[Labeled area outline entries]
# # # # # # #

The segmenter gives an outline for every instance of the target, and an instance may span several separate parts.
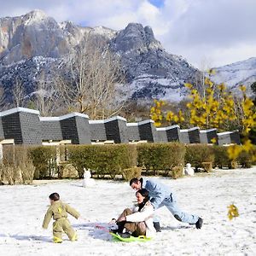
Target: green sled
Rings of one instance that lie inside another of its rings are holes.
[[[146,237],[145,236],[139,236],[138,237],[135,237],[131,236],[129,238],[123,238],[116,234],[113,233],[109,233],[112,235],[112,236],[113,237],[113,239],[115,241],[125,241],[125,242],[131,242],[131,241],[150,241],[151,238],[150,237]]]

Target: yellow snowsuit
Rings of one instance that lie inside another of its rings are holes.
[[[67,212],[76,218],[79,218],[79,217],[80,216],[80,214],[75,209],[72,208],[69,205],[61,202],[61,201],[52,202],[44,216],[43,229],[48,228],[49,223],[52,217],[53,219],[55,220],[53,223],[54,242],[62,241],[63,231],[67,235],[69,240],[77,240],[77,234],[70,225]]]

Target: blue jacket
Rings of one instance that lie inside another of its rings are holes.
[[[159,208],[160,205],[171,196],[172,192],[171,189],[158,180],[150,178],[143,178],[142,188],[146,189],[149,192],[151,204],[154,209]]]

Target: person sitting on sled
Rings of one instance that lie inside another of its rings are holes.
[[[148,191],[142,189],[136,192],[136,197],[137,205],[132,210],[125,209],[117,220],[113,218],[112,222],[116,222],[118,229],[110,231],[123,238],[131,236],[153,237],[155,235],[153,225],[154,207],[149,201]]]
[[[61,202],[58,193],[49,195],[49,199],[50,206],[44,216],[43,229],[48,228],[49,223],[53,218],[55,220],[53,224],[53,241],[55,243],[62,242],[63,231],[67,235],[69,240],[78,240],[78,236],[67,218],[67,212],[76,218],[79,218],[80,214],[69,205]]]
[[[150,202],[154,210],[162,207],[166,208],[173,214],[176,219],[181,222],[195,224],[196,229],[201,229],[203,224],[203,219],[197,215],[186,213],[181,211],[177,206],[176,196],[171,189],[160,183],[158,180],[151,178],[146,179],[141,177],[140,179],[133,177],[130,181],[130,186],[132,189],[139,190],[143,188],[149,192]],[[157,218],[154,218],[154,227],[157,232],[161,231],[161,228]]]

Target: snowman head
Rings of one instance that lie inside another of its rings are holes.
[[[85,168],[84,168],[84,177],[90,178],[91,177],[90,170],[86,170]]]
[[[186,165],[186,167],[187,167],[187,168],[191,168],[191,165],[190,165],[189,163],[188,163],[188,164]]]

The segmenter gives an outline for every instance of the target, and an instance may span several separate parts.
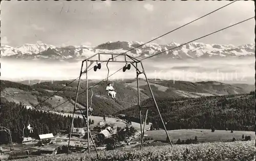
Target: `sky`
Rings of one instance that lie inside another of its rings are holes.
[[[146,42],[230,1],[4,1],[1,44],[96,46],[108,41]],[[253,1],[236,2],[154,42],[183,43],[254,16]],[[250,20],[198,40],[235,45],[254,42]]]

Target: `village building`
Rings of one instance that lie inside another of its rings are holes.
[[[39,135],[39,138],[40,140],[50,140],[53,137],[54,137],[54,136],[52,133]]]

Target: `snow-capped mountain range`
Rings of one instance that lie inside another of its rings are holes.
[[[25,44],[18,48],[1,45],[2,59],[29,60],[54,60],[77,61],[97,53],[123,53],[143,44],[138,41],[108,42],[96,47],[68,46],[58,47],[43,43]],[[156,57],[168,59],[195,59],[197,58],[227,57],[254,56],[255,44],[235,47],[232,45],[209,44],[191,42],[179,47],[180,44],[172,42],[167,44],[147,43],[129,52],[127,54],[138,59],[163,52]]]

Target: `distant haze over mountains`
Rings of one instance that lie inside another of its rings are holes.
[[[143,43],[138,41],[108,42],[96,47],[86,45],[58,47],[43,43],[25,44],[18,48],[2,45],[2,59],[25,59],[77,61],[97,53],[122,53]],[[138,59],[148,57],[178,47],[180,44],[172,42],[163,45],[150,43],[127,53]],[[198,58],[223,58],[253,56],[255,44],[235,47],[232,45],[209,44],[191,42],[154,57],[170,59]],[[153,59],[154,59],[153,58]],[[151,58],[152,59],[152,58]]]

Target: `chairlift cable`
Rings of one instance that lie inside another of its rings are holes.
[[[157,53],[157,54],[156,54],[151,55],[151,56],[148,56],[148,57],[146,57],[146,58],[144,58],[141,59],[140,59],[140,61],[142,61],[142,60],[145,60],[145,59],[148,59],[148,58],[152,58],[152,57],[154,57],[154,56],[157,56],[157,55],[159,55],[159,54],[162,54],[162,53],[165,53],[165,52],[168,52],[168,51],[172,51],[172,50],[174,50],[174,49],[176,49],[176,48],[180,48],[180,47],[182,47],[182,46],[183,46],[183,45],[185,45],[185,44],[188,44],[188,43],[190,43],[190,42],[193,42],[193,41],[195,41],[198,40],[199,40],[199,39],[201,39],[201,38],[204,38],[204,37],[207,37],[207,36],[210,36],[210,35],[212,35],[212,34],[215,34],[215,33],[217,33],[217,32],[220,32],[220,31],[222,31],[222,30],[224,30],[227,29],[229,28],[230,28],[230,27],[233,27],[233,26],[236,26],[236,25],[239,25],[239,24],[241,24],[241,23],[244,22],[245,22],[245,21],[247,21],[247,20],[250,20],[250,19],[251,19],[254,18],[254,17],[255,17],[255,16],[252,17],[251,17],[251,18],[247,18],[247,19],[245,19],[245,20],[243,20],[243,21],[240,21],[240,22],[237,22],[237,23],[236,23],[236,24],[233,24],[233,25],[232,25],[229,26],[228,26],[228,27],[225,27],[225,28],[223,28],[223,29],[220,29],[220,30],[217,30],[217,31],[215,31],[215,32],[212,32],[212,33],[209,33],[209,34],[208,34],[205,35],[204,35],[204,36],[201,36],[201,37],[199,37],[199,38],[196,38],[196,39],[194,39],[194,40],[191,40],[191,41],[188,41],[188,42],[186,42],[186,43],[185,43],[182,44],[181,44],[181,45],[179,45],[179,46],[178,46],[178,47],[176,47],[164,51],[163,51],[163,52],[160,52],[160,53]]]

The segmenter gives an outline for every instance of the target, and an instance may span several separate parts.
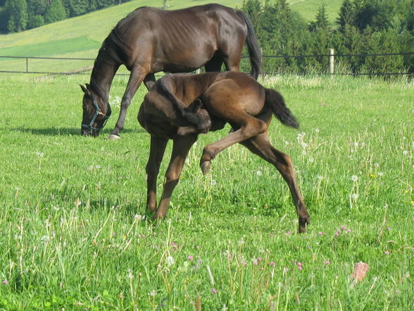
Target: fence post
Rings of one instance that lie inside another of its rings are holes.
[[[330,73],[331,75],[334,74],[334,49],[330,49]]]

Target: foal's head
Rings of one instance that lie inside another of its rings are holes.
[[[84,93],[80,133],[84,136],[96,137],[111,116],[111,107],[109,104],[104,103],[101,97],[94,92],[89,84],[86,84],[86,88],[83,85],[80,85],[80,87]]]

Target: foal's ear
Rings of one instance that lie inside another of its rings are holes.
[[[194,100],[194,104],[193,105],[193,112],[194,114],[199,112],[202,105],[203,103],[201,102],[201,100],[199,98],[196,99],[196,100]]]
[[[88,95],[89,94],[89,91],[88,91],[82,85],[80,85],[80,86],[84,93],[87,94]]]

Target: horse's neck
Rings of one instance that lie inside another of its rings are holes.
[[[103,49],[99,50],[91,75],[91,85],[106,102],[108,102],[109,89],[119,66],[120,64],[108,56]]]

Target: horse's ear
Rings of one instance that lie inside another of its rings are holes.
[[[87,94],[89,94],[89,91],[88,91],[82,85],[80,85],[80,86],[84,93]]]

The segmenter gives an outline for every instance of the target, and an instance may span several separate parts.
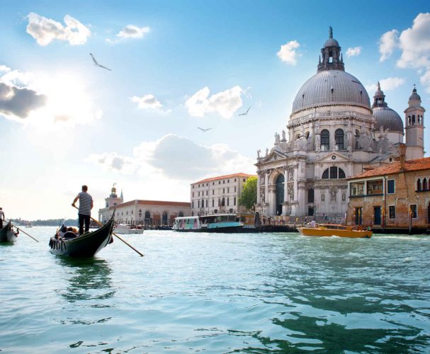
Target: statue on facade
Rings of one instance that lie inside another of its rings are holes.
[[[336,190],[333,188],[331,192],[332,198],[330,199],[331,202],[336,202]]]

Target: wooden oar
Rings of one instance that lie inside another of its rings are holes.
[[[39,242],[37,239],[35,239],[33,236],[29,235],[28,234],[27,234],[27,232],[26,232],[24,230],[22,230],[21,229],[19,229],[18,227],[16,227],[15,225],[12,225],[12,227],[15,227],[15,229],[16,229],[18,231],[22,231],[24,234],[26,234],[28,237],[30,237],[31,239],[33,239],[33,240],[35,240],[36,242]]]
[[[77,207],[76,205],[73,206],[74,207],[77,208],[79,210],[78,207]],[[92,217],[90,217],[91,220],[96,222],[99,226],[103,226],[103,224],[101,224],[101,222],[98,222],[96,219],[94,219]],[[131,249],[132,249],[135,252],[137,252],[137,253],[139,253],[139,255],[141,257],[143,257],[145,255],[140,252],[139,252],[139,251],[137,251],[136,249],[135,249],[132,245],[130,245],[130,244],[128,244],[128,242],[126,242],[125,240],[123,240],[121,237],[120,237],[118,235],[117,235],[115,232],[112,232],[112,234],[113,235],[115,235],[116,237],[118,237],[120,240],[121,240],[123,242],[124,242],[127,246],[128,246]]]

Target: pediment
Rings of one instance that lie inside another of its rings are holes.
[[[332,152],[315,159],[315,162],[353,162],[354,160],[339,152]]]
[[[259,163],[273,162],[282,160],[285,158],[285,155],[276,150],[272,150],[268,155],[264,156],[259,160]]]

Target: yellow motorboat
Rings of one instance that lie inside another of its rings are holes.
[[[370,239],[372,237],[372,231],[363,229],[362,227],[352,227],[346,225],[317,224],[315,227],[301,227],[297,229],[303,236],[319,236],[338,237],[349,237],[351,239]]]

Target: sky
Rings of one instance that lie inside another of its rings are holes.
[[[187,202],[191,183],[256,173],[329,26],[369,96],[380,81],[403,118],[416,84],[430,110],[427,0],[2,0],[1,10],[6,217],[74,217],[83,184],[97,217],[114,183],[125,201]]]

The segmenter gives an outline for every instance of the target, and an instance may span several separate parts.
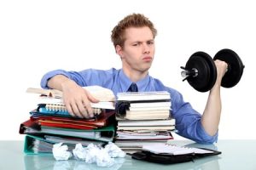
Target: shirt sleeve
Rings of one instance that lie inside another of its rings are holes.
[[[51,77],[56,75],[63,75],[82,87],[99,85],[109,88],[109,87],[112,87],[115,73],[116,70],[113,68],[108,71],[87,69],[81,71],[55,70],[44,75],[41,79],[41,87],[49,88],[47,82]]]
[[[197,143],[212,144],[218,139],[218,133],[209,135],[201,124],[201,115],[191,105],[184,102],[177,91],[172,90],[172,114],[176,119],[177,133]]]

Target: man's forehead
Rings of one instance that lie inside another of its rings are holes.
[[[125,30],[125,37],[132,42],[144,42],[154,40],[151,30],[147,27],[130,27]]]

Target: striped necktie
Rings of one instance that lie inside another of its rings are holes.
[[[128,88],[127,92],[137,92],[137,87],[136,83],[132,82],[130,88]]]

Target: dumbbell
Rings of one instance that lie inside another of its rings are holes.
[[[228,65],[226,73],[221,81],[224,88],[236,86],[243,73],[244,65],[236,53],[231,49],[224,48],[218,51],[213,59],[205,52],[199,51],[193,54],[186,63],[185,67],[180,68],[184,77],[183,81],[188,82],[199,92],[211,90],[217,78],[217,69],[214,60],[219,60]]]

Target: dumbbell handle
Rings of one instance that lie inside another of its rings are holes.
[[[183,71],[181,72],[182,77],[185,77],[185,78],[183,80],[183,82],[185,81],[185,80],[187,80],[187,78],[189,77],[189,76],[194,76],[194,77],[195,77],[195,76],[198,76],[198,70],[195,69],[195,68],[193,68],[193,69],[191,69],[191,70],[188,70],[188,69],[186,69],[186,68],[183,67],[183,66],[181,66],[180,68],[183,70]]]

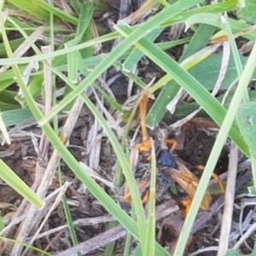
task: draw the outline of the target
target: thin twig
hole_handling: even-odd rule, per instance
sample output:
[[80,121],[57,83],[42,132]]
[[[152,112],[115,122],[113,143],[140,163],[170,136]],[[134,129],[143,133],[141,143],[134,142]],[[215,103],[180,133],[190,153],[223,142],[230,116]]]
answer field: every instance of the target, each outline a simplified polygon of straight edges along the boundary
[[232,143],[230,148],[228,179],[225,193],[224,215],[219,236],[218,256],[225,254],[229,248],[229,239],[231,230],[234,198],[236,193],[236,179],[238,166],[238,148]]
[[[174,212],[177,210],[178,210],[178,207],[176,201],[173,200],[170,200],[156,207],[155,215],[157,220],[163,218],[166,216],[166,214],[170,215],[172,212]],[[126,235],[126,230],[123,227],[121,226],[114,227],[86,241],[79,243],[79,245],[72,248],[69,248],[63,252],[57,253],[54,254],[54,256],[73,256],[73,255],[76,255],[78,252],[80,252],[83,254],[86,254],[93,250],[106,246],[109,242],[122,238],[125,235]]]

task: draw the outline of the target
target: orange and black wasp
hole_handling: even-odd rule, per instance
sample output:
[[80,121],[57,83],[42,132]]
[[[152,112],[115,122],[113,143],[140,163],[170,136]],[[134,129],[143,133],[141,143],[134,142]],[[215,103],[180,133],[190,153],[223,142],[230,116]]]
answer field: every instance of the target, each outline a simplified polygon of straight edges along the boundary
[[[139,113],[141,118],[141,131],[143,140],[142,143],[135,146],[135,149],[137,149],[143,159],[149,160],[151,158],[151,142],[148,136],[146,128],[146,113],[148,97],[145,94],[139,105]],[[154,146],[155,150],[155,156],[157,165],[159,167],[165,167],[172,180],[178,184],[188,195],[185,198],[179,200],[182,204],[185,213],[188,212],[191,201],[195,194],[196,189],[199,184],[199,178],[193,174],[173,154],[177,143],[173,139],[165,140],[165,143],[162,143],[160,140],[154,140]],[[134,154],[131,157],[131,166],[132,166]],[[143,179],[138,185],[138,189],[141,189],[148,184],[148,179]],[[221,189],[223,189],[222,184]],[[147,199],[144,197],[143,202],[145,202]],[[131,200],[131,194],[126,189],[123,201],[129,201]],[[207,210],[211,203],[212,196],[208,190],[206,191],[204,198],[202,200],[201,208],[202,210]]]

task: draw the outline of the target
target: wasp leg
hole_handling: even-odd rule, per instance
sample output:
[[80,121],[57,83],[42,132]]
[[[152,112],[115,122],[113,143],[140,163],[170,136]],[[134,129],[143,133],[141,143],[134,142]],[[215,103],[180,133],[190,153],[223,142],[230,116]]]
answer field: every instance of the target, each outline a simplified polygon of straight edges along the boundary
[[173,152],[177,148],[177,141],[175,139],[166,139],[166,143],[170,146],[171,152]]
[[[202,166],[202,165],[199,165],[199,166],[196,166],[196,168],[198,170],[200,170],[200,171],[204,171],[205,166]],[[219,177],[216,173],[214,173],[214,172],[212,174],[212,177],[218,183],[218,186],[220,188],[220,191],[221,191],[222,194],[224,194],[225,192],[225,189],[224,188],[224,185],[223,185],[222,181],[219,178]]]

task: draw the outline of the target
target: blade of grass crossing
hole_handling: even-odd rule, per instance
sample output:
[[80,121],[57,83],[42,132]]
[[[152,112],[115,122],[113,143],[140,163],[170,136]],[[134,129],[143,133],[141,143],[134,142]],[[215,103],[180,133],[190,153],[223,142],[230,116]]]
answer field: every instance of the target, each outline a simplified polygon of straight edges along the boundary
[[[22,31],[22,30],[21,30]],[[4,31],[3,31],[4,33]],[[24,31],[22,31],[22,34],[26,38],[26,33],[24,33]],[[3,37],[4,43],[6,44],[6,49],[7,52],[9,54],[9,56],[12,56],[11,49],[9,45],[9,42],[5,36]],[[49,67],[50,69],[55,72],[60,78],[61,78],[66,83],[69,83],[69,86],[73,86],[73,84],[60,72],[55,70],[51,67]],[[15,71],[15,76],[17,78],[17,83],[21,87],[22,91],[24,93],[24,96],[26,98],[26,101],[30,107],[34,117],[39,120],[43,119],[43,114],[40,112],[39,108],[38,108],[36,102],[34,102],[32,96],[29,94],[27,88],[23,84],[22,76],[19,70],[19,67],[17,65],[13,65],[13,69]],[[105,131],[107,136],[109,138],[110,143],[112,143],[114,151],[116,152],[117,157],[120,161],[120,164],[124,170],[126,171],[125,173],[128,173],[126,176],[127,181],[130,183],[130,184],[132,184],[131,187],[136,188],[136,182],[134,180],[134,177],[130,172],[129,165],[127,162],[127,160],[125,159],[125,156],[124,155],[121,148],[119,148],[119,144],[115,137],[115,136],[113,134],[112,130],[109,128],[109,126],[106,124],[106,121],[104,120],[102,114],[98,112],[98,110],[96,108],[94,104],[89,100],[88,97],[86,97],[84,95],[81,95],[81,96],[84,98],[84,101],[87,107],[92,111],[95,117],[99,120],[100,124],[102,125],[103,130]],[[102,205],[105,207],[105,208],[109,212],[110,214],[115,216],[116,219],[127,230],[128,232],[131,232],[134,237],[136,237],[137,240],[140,241],[140,236],[137,230],[137,223],[135,223],[133,220],[131,219],[131,218],[123,211],[121,210],[117,204],[113,201],[113,199],[104,191],[101,189],[101,187],[89,176],[87,173],[84,172],[84,170],[81,168],[81,166],[78,164],[76,160],[73,158],[73,156],[70,154],[70,152],[66,148],[65,145],[63,145],[62,142],[60,140],[60,138],[57,137],[57,135],[55,133],[55,131],[52,130],[50,125],[46,123],[44,125],[42,125],[43,131],[47,135],[49,142],[52,143],[52,145],[55,147],[55,150],[58,151],[61,158],[64,160],[64,161],[67,163],[67,165],[70,167],[70,169],[74,172],[74,174],[81,180],[83,183],[84,183],[88,189],[94,195],[94,196],[102,203]],[[133,203],[136,206],[136,204],[140,204],[140,195],[138,193],[137,189],[133,189],[132,191],[133,195],[135,195],[135,199],[133,200]],[[142,207],[142,206],[141,206]],[[143,215],[143,209],[142,207],[141,212],[137,212],[137,218],[142,218],[138,215],[143,215],[143,218],[144,218]],[[145,230],[145,228],[143,227],[143,229],[140,227],[141,230]],[[156,244],[156,253],[161,253],[163,255],[166,255],[166,252],[159,245]]]

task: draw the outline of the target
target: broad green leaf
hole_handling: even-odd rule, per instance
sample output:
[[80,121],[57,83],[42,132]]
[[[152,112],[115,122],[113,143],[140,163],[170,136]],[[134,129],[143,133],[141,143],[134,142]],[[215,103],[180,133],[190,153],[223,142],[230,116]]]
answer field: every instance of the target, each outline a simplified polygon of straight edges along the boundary
[[238,15],[240,17],[248,23],[256,23],[256,3],[254,0],[244,0],[245,6],[241,7],[238,5]]
[[42,208],[44,201],[32,190],[2,160],[0,160],[0,178],[21,195],[29,202]]

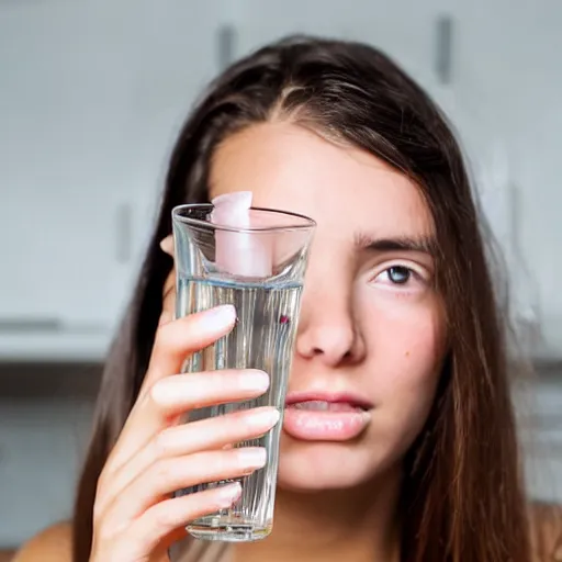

# # # # # # #

What you are asked to do:
Show every line of the material that contains the string "dumbbell".

Result of the exercise:
Target: dumbbell
Target: dumbbell handle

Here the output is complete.